Exercise directions:
From the entries that follow, copy exactly the lines beginning at the line holding "point: dog head" and continuing through the line holding "Target: dog head".

Recorded data:
*-*-*

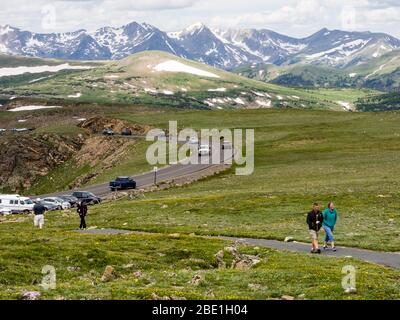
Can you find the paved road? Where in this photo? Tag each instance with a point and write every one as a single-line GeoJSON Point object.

*-*-*

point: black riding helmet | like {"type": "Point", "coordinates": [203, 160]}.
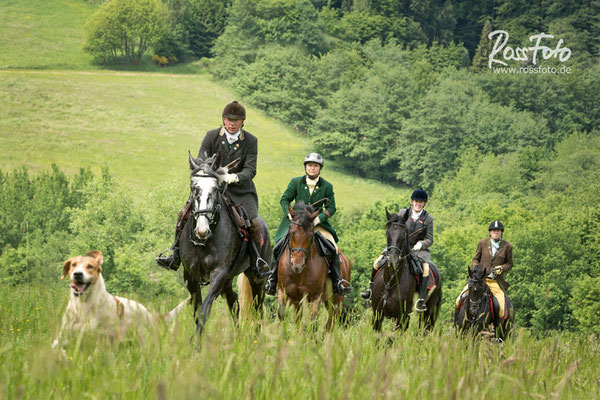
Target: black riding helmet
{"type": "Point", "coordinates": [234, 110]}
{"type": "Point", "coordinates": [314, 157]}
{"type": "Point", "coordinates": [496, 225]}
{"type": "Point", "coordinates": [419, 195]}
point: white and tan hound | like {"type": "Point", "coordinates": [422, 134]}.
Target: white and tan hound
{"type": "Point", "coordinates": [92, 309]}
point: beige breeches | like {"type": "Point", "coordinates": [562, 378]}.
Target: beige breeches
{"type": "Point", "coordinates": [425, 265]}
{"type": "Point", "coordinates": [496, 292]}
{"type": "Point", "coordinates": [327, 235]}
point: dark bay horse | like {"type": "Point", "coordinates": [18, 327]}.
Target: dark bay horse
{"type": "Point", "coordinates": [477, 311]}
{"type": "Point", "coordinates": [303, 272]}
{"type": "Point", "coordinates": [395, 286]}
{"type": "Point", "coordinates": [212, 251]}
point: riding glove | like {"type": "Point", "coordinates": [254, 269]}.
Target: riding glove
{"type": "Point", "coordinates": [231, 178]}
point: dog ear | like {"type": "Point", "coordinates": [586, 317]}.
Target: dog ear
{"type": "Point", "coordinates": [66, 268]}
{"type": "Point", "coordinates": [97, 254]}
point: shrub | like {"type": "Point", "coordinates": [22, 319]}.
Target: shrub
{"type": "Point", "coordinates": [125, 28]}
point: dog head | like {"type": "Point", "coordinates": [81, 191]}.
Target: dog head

*-*-*

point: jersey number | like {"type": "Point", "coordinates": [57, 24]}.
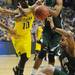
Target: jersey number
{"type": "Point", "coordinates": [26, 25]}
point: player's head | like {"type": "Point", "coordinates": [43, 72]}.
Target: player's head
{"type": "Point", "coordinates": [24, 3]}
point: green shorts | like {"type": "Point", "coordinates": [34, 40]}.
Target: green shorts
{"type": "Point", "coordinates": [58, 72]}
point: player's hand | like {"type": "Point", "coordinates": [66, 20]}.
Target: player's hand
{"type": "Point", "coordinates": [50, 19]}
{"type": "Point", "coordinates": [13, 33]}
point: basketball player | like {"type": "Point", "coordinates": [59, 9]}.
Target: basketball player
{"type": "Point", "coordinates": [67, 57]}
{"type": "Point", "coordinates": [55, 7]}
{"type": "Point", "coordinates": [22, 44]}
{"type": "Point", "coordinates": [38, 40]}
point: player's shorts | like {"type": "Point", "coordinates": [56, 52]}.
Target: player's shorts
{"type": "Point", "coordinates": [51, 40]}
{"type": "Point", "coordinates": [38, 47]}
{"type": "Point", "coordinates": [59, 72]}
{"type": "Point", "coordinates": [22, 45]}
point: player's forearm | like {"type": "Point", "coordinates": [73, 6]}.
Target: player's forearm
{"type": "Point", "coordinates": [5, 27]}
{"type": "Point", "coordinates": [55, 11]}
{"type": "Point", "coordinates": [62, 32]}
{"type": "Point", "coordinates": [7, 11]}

*-*-*

Response to the exercise:
point: dog head | like {"type": "Point", "coordinates": [81, 191]}.
Target: dog head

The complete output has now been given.